■ EXERCISE DIRECTIONS
Start to finish, repeat the records exactly.

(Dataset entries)
--*--

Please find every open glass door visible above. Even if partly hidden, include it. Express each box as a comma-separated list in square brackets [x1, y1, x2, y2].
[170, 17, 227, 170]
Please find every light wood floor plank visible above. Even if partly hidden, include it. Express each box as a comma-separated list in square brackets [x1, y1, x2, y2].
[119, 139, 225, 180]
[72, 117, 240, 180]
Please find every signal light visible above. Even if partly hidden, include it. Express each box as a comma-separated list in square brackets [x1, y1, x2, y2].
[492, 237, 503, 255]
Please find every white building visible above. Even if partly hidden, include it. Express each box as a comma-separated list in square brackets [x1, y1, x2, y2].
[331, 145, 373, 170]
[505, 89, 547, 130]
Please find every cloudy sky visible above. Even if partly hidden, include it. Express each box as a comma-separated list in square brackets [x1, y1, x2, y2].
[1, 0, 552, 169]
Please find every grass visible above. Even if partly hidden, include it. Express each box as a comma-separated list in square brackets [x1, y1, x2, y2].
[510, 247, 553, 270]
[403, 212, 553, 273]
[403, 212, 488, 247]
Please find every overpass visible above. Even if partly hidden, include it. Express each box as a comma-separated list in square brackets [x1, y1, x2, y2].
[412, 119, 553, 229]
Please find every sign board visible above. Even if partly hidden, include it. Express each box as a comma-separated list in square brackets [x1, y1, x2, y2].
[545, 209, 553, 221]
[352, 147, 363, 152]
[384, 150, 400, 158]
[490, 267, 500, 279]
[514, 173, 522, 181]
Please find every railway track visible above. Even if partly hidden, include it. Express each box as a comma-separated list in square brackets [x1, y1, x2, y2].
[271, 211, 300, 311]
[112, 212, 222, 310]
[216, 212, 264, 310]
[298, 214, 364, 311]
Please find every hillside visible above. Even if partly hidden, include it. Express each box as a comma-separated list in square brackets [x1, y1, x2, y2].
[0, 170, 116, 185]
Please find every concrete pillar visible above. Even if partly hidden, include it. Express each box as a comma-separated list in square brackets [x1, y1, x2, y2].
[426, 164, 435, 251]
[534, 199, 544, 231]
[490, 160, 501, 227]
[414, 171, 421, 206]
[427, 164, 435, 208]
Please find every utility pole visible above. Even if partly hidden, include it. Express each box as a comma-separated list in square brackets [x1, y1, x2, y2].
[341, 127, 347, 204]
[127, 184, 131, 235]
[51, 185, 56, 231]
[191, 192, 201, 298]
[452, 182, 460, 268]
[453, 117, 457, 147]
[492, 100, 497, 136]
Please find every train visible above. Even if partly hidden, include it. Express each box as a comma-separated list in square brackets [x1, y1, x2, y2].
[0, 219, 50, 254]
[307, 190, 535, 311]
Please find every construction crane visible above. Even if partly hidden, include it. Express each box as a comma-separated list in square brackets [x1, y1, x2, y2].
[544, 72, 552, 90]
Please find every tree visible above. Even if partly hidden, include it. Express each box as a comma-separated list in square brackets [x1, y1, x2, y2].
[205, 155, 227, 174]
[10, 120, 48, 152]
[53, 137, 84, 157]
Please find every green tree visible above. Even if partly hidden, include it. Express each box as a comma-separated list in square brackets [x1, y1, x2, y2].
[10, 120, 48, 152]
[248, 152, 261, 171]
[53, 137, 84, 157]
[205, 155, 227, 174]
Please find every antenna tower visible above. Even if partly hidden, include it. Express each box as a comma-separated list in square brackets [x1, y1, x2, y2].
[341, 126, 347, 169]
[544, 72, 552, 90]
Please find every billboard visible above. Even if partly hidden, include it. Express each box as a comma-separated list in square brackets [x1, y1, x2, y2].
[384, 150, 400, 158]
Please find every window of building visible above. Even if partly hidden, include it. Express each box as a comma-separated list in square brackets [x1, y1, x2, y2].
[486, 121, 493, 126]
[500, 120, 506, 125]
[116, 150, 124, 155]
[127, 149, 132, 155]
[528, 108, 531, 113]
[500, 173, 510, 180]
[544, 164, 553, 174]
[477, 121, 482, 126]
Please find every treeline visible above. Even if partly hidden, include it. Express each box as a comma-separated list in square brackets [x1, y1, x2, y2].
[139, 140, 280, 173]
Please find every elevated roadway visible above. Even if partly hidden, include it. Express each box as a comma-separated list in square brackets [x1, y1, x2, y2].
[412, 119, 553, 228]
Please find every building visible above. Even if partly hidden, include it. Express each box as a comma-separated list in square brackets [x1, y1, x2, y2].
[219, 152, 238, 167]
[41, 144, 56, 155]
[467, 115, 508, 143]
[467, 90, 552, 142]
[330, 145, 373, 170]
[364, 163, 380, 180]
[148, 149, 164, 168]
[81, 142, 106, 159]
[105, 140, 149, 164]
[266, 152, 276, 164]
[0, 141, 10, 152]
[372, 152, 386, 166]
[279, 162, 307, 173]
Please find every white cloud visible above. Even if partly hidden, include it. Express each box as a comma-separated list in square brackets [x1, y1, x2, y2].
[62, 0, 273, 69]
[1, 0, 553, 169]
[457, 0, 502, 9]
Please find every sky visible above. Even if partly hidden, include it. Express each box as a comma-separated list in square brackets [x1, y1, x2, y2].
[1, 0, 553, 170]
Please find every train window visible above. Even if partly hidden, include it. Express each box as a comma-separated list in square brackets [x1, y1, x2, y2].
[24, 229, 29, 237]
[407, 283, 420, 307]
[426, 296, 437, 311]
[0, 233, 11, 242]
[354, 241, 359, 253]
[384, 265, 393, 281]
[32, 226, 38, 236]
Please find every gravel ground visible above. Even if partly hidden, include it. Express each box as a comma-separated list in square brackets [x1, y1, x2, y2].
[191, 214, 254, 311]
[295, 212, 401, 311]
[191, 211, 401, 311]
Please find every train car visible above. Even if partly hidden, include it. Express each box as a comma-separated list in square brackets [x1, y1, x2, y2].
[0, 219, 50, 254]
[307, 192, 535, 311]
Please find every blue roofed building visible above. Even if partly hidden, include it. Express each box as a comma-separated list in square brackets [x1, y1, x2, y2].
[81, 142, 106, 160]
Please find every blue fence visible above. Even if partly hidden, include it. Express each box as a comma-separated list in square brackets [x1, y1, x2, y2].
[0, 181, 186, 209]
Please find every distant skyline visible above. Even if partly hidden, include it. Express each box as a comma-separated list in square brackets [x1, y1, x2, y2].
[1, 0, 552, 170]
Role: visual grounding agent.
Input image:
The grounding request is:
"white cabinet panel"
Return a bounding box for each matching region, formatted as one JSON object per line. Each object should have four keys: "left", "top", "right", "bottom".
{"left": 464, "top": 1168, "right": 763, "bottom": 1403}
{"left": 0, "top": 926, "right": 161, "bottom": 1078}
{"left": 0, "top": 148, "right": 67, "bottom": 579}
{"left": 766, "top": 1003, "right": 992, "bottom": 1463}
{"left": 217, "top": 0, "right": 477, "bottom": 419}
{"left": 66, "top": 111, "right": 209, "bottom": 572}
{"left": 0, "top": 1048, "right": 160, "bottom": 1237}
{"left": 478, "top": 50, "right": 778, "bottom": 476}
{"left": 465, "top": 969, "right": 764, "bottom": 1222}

--*--

■ ANSWER TO THIS TASK
Please find every open glass door visible above. Even if partly hidden, include it. Express each box as a comma-separated list in square brackets [x1, y1, x2, y2].
[170, 17, 227, 170]
Please find every light wood floor plank visible above. Even if partly hidden, include it. Express each box as a comma-separated list in square brackets [x1, y1, x2, y2].
[119, 139, 225, 180]
[72, 117, 240, 180]
Please find every signal light visible above. Even if partly hidden, include it. Express each box as a comma-separated list in square brackets [x1, y1, x2, y2].
[492, 237, 503, 255]
Please find every white building visible above. Even if partly hidden, include it. Express each box as a comma-separated list in square brackets [x1, y1, x2, y2].
[331, 145, 373, 170]
[505, 89, 547, 130]
Please find every cloudy sky visible above. Even if partly hidden, include it. Express each box as a comma-separated list in square brackets [x1, y1, x2, y2].
[1, 0, 552, 169]
Please find every grass visible above. Even if partly hidden, include it. Express each box as a comma-separated list in square brackets [x1, y1, x2, y2].
[510, 247, 553, 270]
[403, 212, 553, 273]
[403, 212, 488, 247]
Please find every overpass visible above. Even if partly hidden, include it. Express each box as a comma-separated list in square brackets [x1, y1, x2, y2].
[412, 119, 553, 229]
Please find every sign board visible above. Even if partly hidden, include it. Express each box as a comma-separated list in square brackets [x1, y1, x2, y2].
[545, 209, 553, 221]
[352, 147, 363, 152]
[384, 150, 400, 158]
[490, 267, 500, 279]
[514, 173, 522, 181]
Please find every railway track visible above. Even if partly hidden, include it. Express each box as a comma-separated list in square brackets [x1, y1, x2, y2].
[271, 211, 300, 311]
[112, 212, 222, 310]
[216, 212, 264, 310]
[298, 214, 364, 311]
Please find every hillside visible above. Even if partly hidden, include it. Express each box as a comma-separated list in square brackets [x1, y1, x2, y2].
[0, 170, 116, 185]
Please find every concrete pillar visible above. Even if partly hidden, include it. Express each box as a comma-separated list in square brackets [x1, y1, x2, y2].
[426, 164, 435, 251]
[534, 199, 544, 231]
[490, 160, 501, 227]
[414, 171, 421, 206]
[427, 164, 435, 208]
Please find every utility pole visible above. Even if partly hidden, include it. Express each box as a comma-separated list in square brackets [x1, y1, x2, y2].
[341, 127, 347, 204]
[127, 184, 131, 235]
[51, 185, 56, 231]
[191, 192, 201, 298]
[452, 182, 460, 268]
[453, 117, 457, 147]
[492, 100, 497, 136]
Please find every train visible above. Even if partly hidden, include it. Express each box as a comma-separated list in square brackets [x1, y1, x2, y2].
[0, 219, 50, 254]
[307, 190, 535, 311]
Please find every construction crane visible above. Even if partly hidden, include it. Express each box as a comma-separated list in square brackets [x1, y1, x2, y2].
[544, 72, 552, 90]
Please find every tree visible above. Even if partly hidden, include it. Express each box as a comma-separated list in square brackets [x1, y1, x2, y2].
[205, 155, 227, 174]
[10, 120, 48, 152]
[53, 137, 84, 157]
Please find every green tree visible above. Even if partly hidden, include it. Express each box as a comma-separated list in square brackets [x1, y1, x2, y2].
[10, 120, 48, 152]
[248, 152, 261, 171]
[53, 137, 84, 157]
[205, 155, 227, 174]
Please find every antenna tower visible above. Even if partly hidden, include it. Express each box as a comma-separated list in square brackets [x1, y1, x2, y2].
[341, 126, 347, 169]
[544, 72, 552, 90]
Please find every billboard visible above. Even if partly hidden, include it. Express each box as a comma-separated list in square brackets [x1, y1, x2, y2].
[384, 150, 400, 158]
Please find every window of building visible above. Even if partly hidden, include it. Express each box as a comma-separated list in square brackets [x1, y1, x2, y2].
[486, 121, 493, 126]
[500, 120, 506, 125]
[116, 150, 124, 155]
[127, 149, 132, 155]
[528, 108, 531, 113]
[500, 173, 510, 180]
[544, 164, 553, 174]
[477, 121, 482, 126]
Please find every treeline visible above. Even if partly hidden, include it. Express each box as a comma-separated list in square brackets [x1, y1, x2, y2].
[139, 140, 280, 173]
Please find every elevated roadway visible above. Even if partly hidden, include it. Express each box as a comma-separated list in square brackets [x1, y1, x2, y2].
[412, 119, 553, 228]
Please find every building visible above. Even if partly hidden, include it. Express each box as a comma-separated list in square brackets [x1, y1, x2, y2].
[219, 152, 238, 167]
[41, 144, 56, 155]
[467, 115, 508, 143]
[467, 90, 552, 142]
[330, 145, 373, 170]
[364, 163, 380, 180]
[148, 149, 164, 168]
[81, 142, 106, 159]
[105, 140, 149, 164]
[266, 152, 276, 164]
[0, 141, 10, 152]
[372, 152, 386, 166]
[279, 162, 307, 173]
Please find every white cloud visible above. Even if partly hidden, include it. Express each box as a comma-separated list in square brackets [x1, y1, x2, y2].
[62, 0, 273, 69]
[1, 0, 553, 169]
[457, 0, 502, 9]
Please find every sky visible above. Even if partly hidden, include it. Express each box as a comma-separated list in square brackets [x1, y1, x2, y2].
[1, 0, 553, 170]
Please find every train window visible above. Even if partly hidden, include it. Express each box as a comma-separated list in square brackets [x1, y1, x2, y2].
[24, 229, 29, 237]
[407, 283, 420, 307]
[426, 296, 437, 311]
[0, 233, 11, 242]
[354, 241, 359, 253]
[384, 265, 393, 281]
[32, 226, 38, 236]
Please find every gravel ground visible above. Even if partly hidden, include it. Express each box as a comma-separated list in square brackets [x1, y1, x2, y2].
[191, 214, 254, 311]
[295, 212, 401, 311]
[191, 211, 401, 311]
Please find every train car visible above. Even if partly hidden, include it. Express each box as a comma-separated list in square brackets [x1, y1, x2, y2].
[0, 219, 50, 254]
[307, 192, 535, 311]
Please find every blue roofed building visible above. Even if partly hidden, include it. Express each box as a comma-separated list in square brackets [x1, y1, x2, y2].
[81, 142, 106, 160]
Please find every blue fence visible above. Even if partly hidden, include it. Express each box as a comma-separated list in square brackets [x1, y1, x2, y2].
[0, 181, 186, 209]
Please find every distant skyline visible above. Even if partly hidden, include it. Express each box as a comma-separated list in square brackets [x1, y1, x2, y2].
[1, 0, 552, 170]
Role: visual grounding agent.
Input image:
The grounding request is:
"white cabinet panel"
Return a bounding box for each matching region, formatted as one JSON object per line. Each object should have four keys: "left", "top", "right", "bottom".
{"left": 464, "top": 1168, "right": 763, "bottom": 1403}
{"left": 0, "top": 926, "right": 161, "bottom": 1078}
{"left": 0, "top": 148, "right": 67, "bottom": 579}
{"left": 766, "top": 1003, "right": 992, "bottom": 1463}
{"left": 217, "top": 0, "right": 477, "bottom": 419}
{"left": 66, "top": 111, "right": 209, "bottom": 572}
{"left": 0, "top": 1048, "right": 160, "bottom": 1237}
{"left": 478, "top": 50, "right": 778, "bottom": 476}
{"left": 465, "top": 969, "right": 764, "bottom": 1222}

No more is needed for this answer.